• Selected text:
◆ ◆ ◆ ◆
Problem
Summary: The non-referenced tensor object still takes GPU memory.
I monitor the GPU memory usage through nvidia-smi
Code:
class FCBlock(nn.Module):
def __init__(self, in_channel, hidden_channel, out_channel, n_blocks):
super().__init__()
self.net = nn.Sequential()
self.net.append(nn.Linear(in_channel, hidden_channel))
self.net.append(ReLU())
for _ in range(n_blocks):
self.net.append(nn.Linear(hidden_channel, hidden_channel))
self.net.append(ReLU())
self.net.append(nn.Linear(hidden_channel, out_channel))
def forward(self, x):
return self.net(x)
def T_forward(surf, y, direction):
F, g = F_forward(surf, y)
g = g / g.norm(dim=-1, keepdim=True).clamp(min=1e-6)
return y + g * _D(y) * direction
def F_forward(surf, x):
x.requires_grad=True
F = surf(x)
Fx = torch.autograd.grad(F, [x], grad_outputs=torch.ones_like(F),
retain_graph=True, create_graph=True)[0]
return F, Fx
def test_leak(surf):
y = torch.randn((8192, 100, 3)).to(V().cfg.device)
direction = torch.ones((8192, )).view(8192, 1, 1).to(V().cfg.device)
T_forward(surf, y, direction) # consumes 20GB GPU memory, and stay unreleased
T_forward(surf, y, direction) # consumes another 20GB GPU memory, and stay unreleased
if __name__ == "__main__":
surf = FCBlock(3, 512, 1, 2)
◆ ◆ ◆ ◆
(Natural language descriptions of regions)

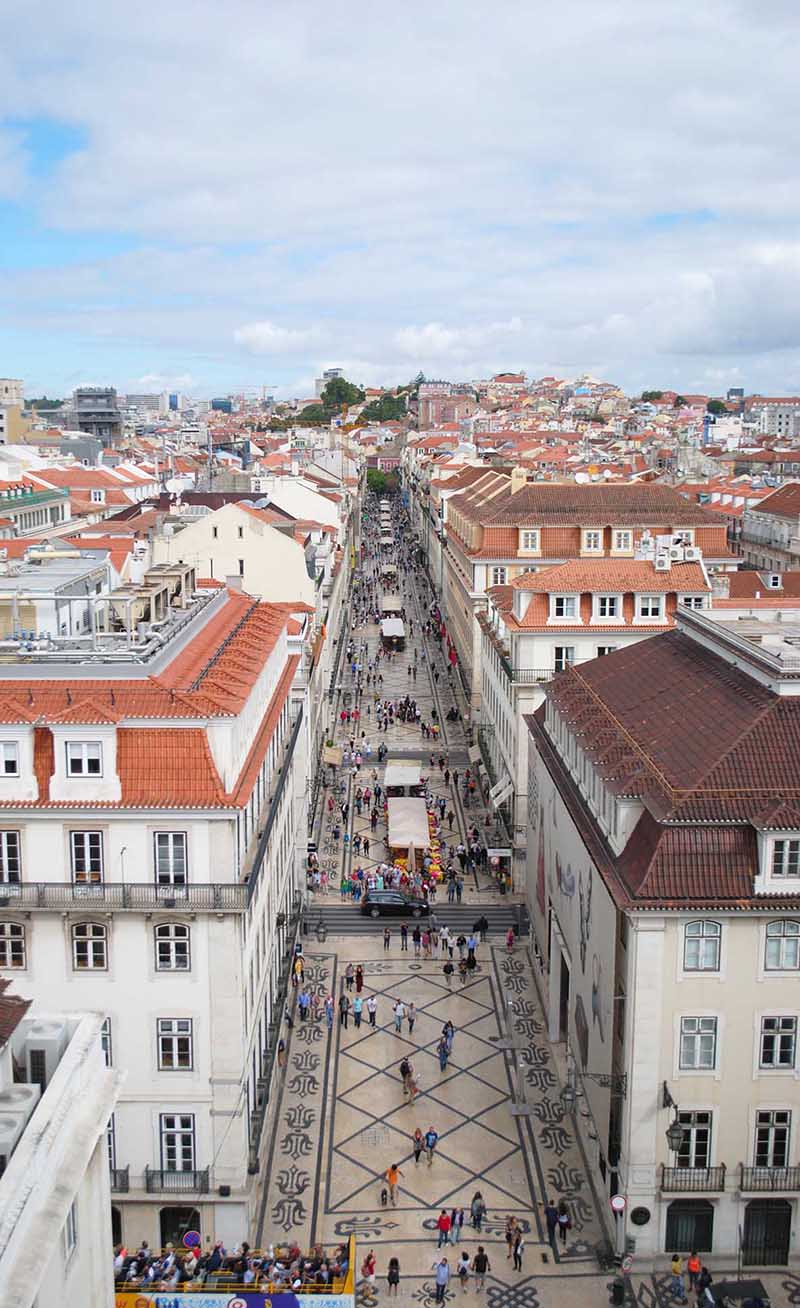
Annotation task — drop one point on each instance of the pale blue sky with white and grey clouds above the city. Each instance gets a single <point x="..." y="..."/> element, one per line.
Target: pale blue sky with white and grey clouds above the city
<point x="216" y="197"/>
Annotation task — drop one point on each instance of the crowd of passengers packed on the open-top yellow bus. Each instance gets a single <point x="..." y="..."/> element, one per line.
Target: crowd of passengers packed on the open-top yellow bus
<point x="279" y="1268"/>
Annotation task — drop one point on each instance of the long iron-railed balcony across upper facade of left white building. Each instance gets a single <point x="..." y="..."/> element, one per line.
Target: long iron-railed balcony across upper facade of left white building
<point x="129" y="898"/>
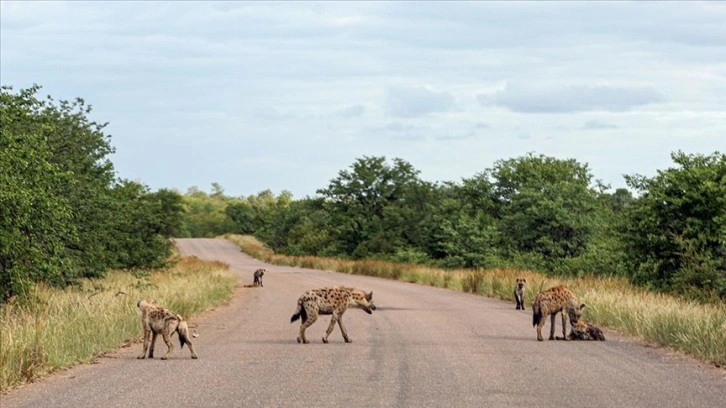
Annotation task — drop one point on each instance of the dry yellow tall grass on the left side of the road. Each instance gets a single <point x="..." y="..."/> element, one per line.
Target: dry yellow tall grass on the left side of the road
<point x="54" y="329"/>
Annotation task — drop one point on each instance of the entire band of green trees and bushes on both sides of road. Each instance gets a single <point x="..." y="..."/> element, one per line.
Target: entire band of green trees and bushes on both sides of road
<point x="64" y="214"/>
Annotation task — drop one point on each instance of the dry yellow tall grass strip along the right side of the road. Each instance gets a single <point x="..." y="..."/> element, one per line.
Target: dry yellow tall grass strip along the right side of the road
<point x="658" y="319"/>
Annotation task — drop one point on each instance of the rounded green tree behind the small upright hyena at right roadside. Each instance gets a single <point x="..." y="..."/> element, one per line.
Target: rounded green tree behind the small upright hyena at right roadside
<point x="544" y="206"/>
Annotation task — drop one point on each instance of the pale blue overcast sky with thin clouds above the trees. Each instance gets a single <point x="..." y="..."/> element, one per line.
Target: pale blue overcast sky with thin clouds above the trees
<point x="284" y="95"/>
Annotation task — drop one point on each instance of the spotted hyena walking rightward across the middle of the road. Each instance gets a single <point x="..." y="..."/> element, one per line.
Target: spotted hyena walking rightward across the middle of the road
<point x="330" y="301"/>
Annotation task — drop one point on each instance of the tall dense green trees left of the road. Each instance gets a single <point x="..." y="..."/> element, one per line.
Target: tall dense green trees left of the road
<point x="64" y="215"/>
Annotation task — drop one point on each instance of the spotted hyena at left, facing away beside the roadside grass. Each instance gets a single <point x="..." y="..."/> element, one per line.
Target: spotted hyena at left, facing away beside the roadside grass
<point x="157" y="320"/>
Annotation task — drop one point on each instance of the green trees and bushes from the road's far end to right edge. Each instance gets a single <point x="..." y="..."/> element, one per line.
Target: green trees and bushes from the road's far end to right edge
<point x="533" y="212"/>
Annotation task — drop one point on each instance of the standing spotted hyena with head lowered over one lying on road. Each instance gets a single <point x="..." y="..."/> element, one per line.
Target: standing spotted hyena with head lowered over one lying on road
<point x="555" y="300"/>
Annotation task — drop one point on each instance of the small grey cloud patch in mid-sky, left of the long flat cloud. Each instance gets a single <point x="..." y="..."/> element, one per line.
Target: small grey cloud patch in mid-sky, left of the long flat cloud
<point x="417" y="101"/>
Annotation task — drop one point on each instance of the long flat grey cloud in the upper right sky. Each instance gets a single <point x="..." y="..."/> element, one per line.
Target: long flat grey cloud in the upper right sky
<point x="579" y="98"/>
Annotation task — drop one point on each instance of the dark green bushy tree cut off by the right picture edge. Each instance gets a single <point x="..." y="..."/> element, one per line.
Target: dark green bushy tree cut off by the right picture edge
<point x="675" y="230"/>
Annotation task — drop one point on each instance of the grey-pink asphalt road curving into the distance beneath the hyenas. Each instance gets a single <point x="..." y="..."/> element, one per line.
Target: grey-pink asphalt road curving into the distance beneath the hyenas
<point x="423" y="347"/>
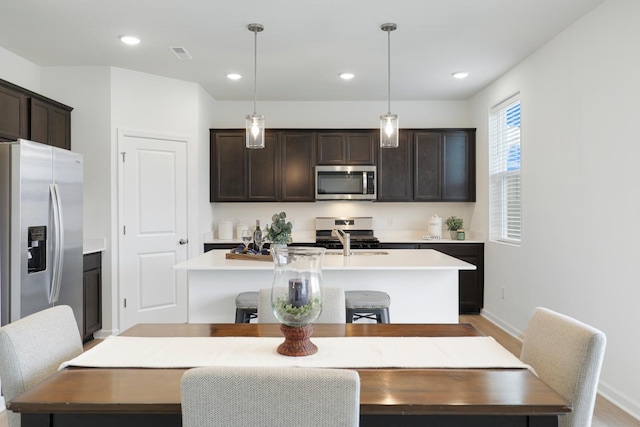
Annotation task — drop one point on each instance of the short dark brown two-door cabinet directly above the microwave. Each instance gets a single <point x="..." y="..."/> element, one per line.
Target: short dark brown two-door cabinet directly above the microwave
<point x="356" y="147"/>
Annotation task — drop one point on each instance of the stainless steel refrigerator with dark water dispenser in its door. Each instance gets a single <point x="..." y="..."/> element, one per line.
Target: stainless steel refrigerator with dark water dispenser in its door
<point x="40" y="229"/>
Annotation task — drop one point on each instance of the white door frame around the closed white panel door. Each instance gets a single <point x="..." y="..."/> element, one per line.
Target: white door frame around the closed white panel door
<point x="122" y="134"/>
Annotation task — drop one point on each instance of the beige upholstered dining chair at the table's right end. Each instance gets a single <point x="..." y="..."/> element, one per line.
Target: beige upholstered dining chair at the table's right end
<point x="567" y="355"/>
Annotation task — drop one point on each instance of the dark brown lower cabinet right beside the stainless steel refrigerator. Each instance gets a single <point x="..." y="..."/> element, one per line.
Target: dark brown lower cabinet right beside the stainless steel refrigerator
<point x="92" y="284"/>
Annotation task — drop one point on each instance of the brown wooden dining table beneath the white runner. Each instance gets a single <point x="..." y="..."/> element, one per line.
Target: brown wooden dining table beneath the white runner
<point x="140" y="397"/>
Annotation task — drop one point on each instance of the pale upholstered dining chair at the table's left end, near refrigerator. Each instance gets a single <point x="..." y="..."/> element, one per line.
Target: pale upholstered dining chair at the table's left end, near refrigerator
<point x="33" y="348"/>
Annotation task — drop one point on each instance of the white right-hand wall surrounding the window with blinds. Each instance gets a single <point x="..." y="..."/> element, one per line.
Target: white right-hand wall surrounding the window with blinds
<point x="580" y="152"/>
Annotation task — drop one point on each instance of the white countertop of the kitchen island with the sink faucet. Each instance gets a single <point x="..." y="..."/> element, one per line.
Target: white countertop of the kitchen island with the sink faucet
<point x="394" y="259"/>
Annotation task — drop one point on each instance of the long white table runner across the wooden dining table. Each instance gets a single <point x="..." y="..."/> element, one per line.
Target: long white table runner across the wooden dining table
<point x="333" y="352"/>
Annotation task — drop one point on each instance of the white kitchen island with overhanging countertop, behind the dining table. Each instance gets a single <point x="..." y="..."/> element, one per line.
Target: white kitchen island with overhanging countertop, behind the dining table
<point x="422" y="284"/>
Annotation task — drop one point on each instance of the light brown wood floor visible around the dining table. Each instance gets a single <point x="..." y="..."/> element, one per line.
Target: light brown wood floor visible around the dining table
<point x="606" y="414"/>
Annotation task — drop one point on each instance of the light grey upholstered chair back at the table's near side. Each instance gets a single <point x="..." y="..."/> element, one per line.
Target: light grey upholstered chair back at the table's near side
<point x="270" y="396"/>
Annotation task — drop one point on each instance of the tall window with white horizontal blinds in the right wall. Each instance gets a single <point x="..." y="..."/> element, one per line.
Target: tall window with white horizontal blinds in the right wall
<point x="505" y="195"/>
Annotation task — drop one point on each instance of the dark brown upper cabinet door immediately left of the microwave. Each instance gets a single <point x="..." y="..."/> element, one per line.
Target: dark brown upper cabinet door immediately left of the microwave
<point x="298" y="160"/>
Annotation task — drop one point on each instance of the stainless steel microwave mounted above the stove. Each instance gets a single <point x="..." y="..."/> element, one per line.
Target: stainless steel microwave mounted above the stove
<point x="346" y="183"/>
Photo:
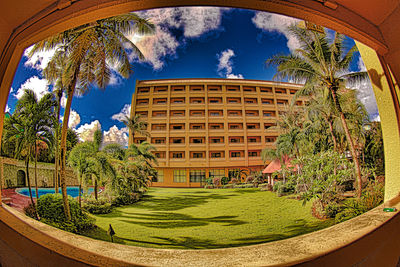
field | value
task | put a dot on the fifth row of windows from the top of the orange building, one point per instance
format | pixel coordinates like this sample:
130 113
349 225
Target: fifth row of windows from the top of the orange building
202 140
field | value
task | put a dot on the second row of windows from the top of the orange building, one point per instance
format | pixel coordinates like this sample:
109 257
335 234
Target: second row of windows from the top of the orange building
213 100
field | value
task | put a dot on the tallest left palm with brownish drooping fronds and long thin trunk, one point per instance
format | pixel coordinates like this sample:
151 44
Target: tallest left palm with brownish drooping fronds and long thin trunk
90 50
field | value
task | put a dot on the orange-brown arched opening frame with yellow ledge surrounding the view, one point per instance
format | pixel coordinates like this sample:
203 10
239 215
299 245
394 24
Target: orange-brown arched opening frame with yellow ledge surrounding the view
360 240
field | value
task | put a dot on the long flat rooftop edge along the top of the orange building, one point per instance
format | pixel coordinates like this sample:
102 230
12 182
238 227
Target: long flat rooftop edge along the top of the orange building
155 81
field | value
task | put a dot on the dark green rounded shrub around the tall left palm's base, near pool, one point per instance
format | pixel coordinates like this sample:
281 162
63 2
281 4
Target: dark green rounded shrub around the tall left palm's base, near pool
51 211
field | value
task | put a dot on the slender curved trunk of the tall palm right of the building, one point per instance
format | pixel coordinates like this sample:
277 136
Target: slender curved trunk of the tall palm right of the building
351 143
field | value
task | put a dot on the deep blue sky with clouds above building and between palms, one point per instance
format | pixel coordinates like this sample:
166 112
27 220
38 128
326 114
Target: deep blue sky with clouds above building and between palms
190 42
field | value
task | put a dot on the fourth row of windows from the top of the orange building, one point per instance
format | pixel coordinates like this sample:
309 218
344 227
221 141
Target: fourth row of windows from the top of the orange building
211 126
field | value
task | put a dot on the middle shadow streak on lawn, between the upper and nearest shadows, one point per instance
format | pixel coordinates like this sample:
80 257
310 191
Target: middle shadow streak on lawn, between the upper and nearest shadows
168 220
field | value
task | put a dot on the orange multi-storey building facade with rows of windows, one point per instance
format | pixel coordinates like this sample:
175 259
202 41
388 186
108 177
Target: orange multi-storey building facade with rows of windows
205 128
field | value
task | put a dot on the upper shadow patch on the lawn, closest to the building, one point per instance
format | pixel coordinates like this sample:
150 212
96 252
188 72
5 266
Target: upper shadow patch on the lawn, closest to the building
177 202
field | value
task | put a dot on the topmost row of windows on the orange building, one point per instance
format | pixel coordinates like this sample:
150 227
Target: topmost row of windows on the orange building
216 88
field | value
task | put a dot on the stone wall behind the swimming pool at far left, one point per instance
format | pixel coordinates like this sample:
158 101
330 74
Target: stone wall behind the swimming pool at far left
11 169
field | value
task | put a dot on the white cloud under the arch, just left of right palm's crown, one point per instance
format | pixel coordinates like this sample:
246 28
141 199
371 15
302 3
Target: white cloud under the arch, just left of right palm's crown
277 23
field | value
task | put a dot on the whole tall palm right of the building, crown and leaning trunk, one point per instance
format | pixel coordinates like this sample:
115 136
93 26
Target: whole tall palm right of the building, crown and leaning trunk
322 64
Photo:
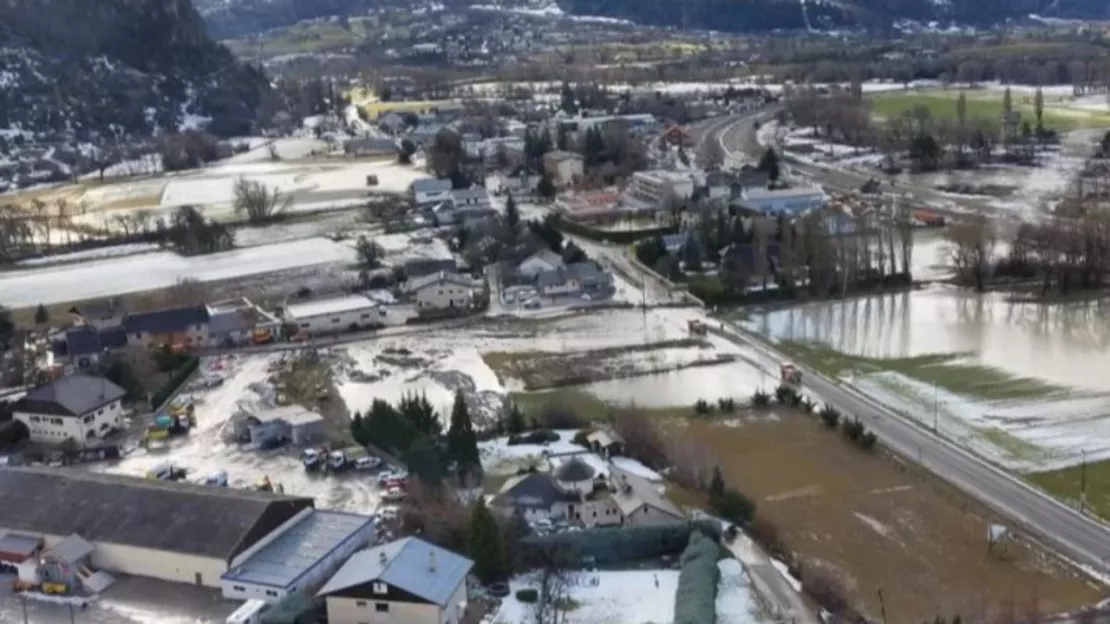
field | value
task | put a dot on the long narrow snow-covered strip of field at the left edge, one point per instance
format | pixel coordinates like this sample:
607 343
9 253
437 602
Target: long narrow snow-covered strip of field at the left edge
136 274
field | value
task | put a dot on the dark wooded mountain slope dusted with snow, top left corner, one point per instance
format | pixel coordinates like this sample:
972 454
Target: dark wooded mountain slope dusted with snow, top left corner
122 67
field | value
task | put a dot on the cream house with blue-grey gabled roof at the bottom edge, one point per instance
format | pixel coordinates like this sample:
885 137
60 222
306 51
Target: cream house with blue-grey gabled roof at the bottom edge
410 581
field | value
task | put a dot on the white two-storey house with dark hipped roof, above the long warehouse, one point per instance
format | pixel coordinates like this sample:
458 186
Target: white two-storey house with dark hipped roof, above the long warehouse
80 408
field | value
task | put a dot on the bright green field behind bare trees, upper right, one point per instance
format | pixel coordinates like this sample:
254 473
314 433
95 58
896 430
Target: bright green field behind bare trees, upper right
982 105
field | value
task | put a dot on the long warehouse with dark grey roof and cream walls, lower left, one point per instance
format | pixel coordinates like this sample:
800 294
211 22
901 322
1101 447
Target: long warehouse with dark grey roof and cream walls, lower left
176 532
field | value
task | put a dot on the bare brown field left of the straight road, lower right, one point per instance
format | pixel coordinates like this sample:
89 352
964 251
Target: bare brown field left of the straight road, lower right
881 526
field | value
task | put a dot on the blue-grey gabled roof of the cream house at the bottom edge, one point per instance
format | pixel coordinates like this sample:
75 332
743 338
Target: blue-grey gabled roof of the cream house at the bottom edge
411 565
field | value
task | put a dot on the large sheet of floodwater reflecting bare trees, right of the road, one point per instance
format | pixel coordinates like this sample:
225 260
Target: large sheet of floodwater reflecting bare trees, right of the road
1064 344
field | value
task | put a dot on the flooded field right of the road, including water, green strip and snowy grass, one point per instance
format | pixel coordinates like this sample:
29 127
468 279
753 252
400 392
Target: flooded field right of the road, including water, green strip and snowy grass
1022 384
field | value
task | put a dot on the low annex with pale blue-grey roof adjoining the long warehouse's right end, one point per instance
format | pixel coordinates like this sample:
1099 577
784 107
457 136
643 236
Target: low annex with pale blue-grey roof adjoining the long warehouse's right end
301 556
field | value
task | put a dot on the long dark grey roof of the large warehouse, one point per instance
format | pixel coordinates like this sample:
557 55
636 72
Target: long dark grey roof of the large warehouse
181 518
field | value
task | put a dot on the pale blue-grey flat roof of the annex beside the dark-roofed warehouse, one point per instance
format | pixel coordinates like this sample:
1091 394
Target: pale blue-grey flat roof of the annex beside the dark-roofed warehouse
281 563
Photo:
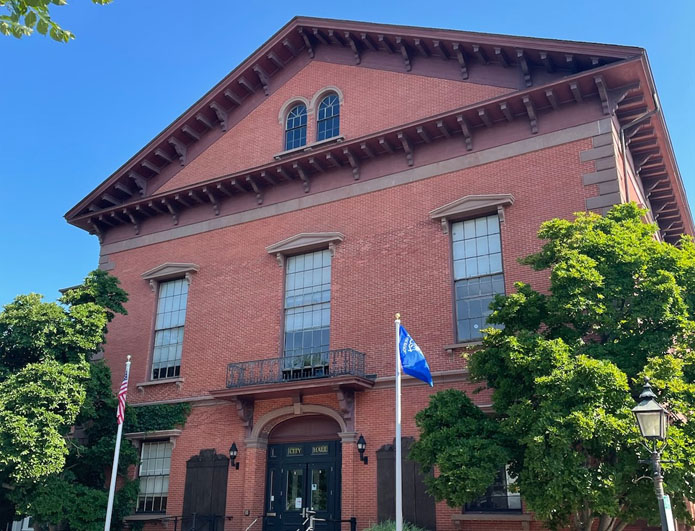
◆ ◆ ◆ ◆
• What to work on:
1 – Render the sentence "Summary: The non-referenced tensor object still takes GPU memory." from the GPU memory post in Spanish.
2 – Rewrite everything in the GPU memory post from "self.net = nn.Sequential()" down to "self.net.append(nn.Linear(hidden_channel, out_channel))", changing "hidden_channel" to "hidden_dim".
3 – Continue the GPU memory post from where it stops.

• List of answers:
1 – Resumen: el objeto tensor sin referencias sigue ocupando memoria de la GPU.

2 –
self.net = nn.Sequential()
self.net.append(nn.Linear(in_channel, hidden_dim))
self.net.append(ReLU())
for _ in range(n_blocks):
self.net.append(nn.Linear(hidden_dim, hidden_dim))
self.net.append(ReLU())
self.net.append(nn.Linear(hidden_dim, out_channel))

3 –
test_leak(surf)
print('hi')
while True: pass
Phenomenon:
(1) The first T_forward
consumes 20GB GPU memory, and stay unreleased
(2) The second T_forward
consumes another 20GB GPU memory, and stay unreleased
(3) Both GPU memory are not released even after the end of test_leak
I monitor the GPU memory usage through nvidia-smi
Analysis:
I remember that gc in python auto collect the object with zero reference. But it seems like gc isn’t working in this code, since after the end of test_leak
, no tensor object is referenced and all gpu tensor should be released. But nvidia-smi
tells me they’re not released.
Why?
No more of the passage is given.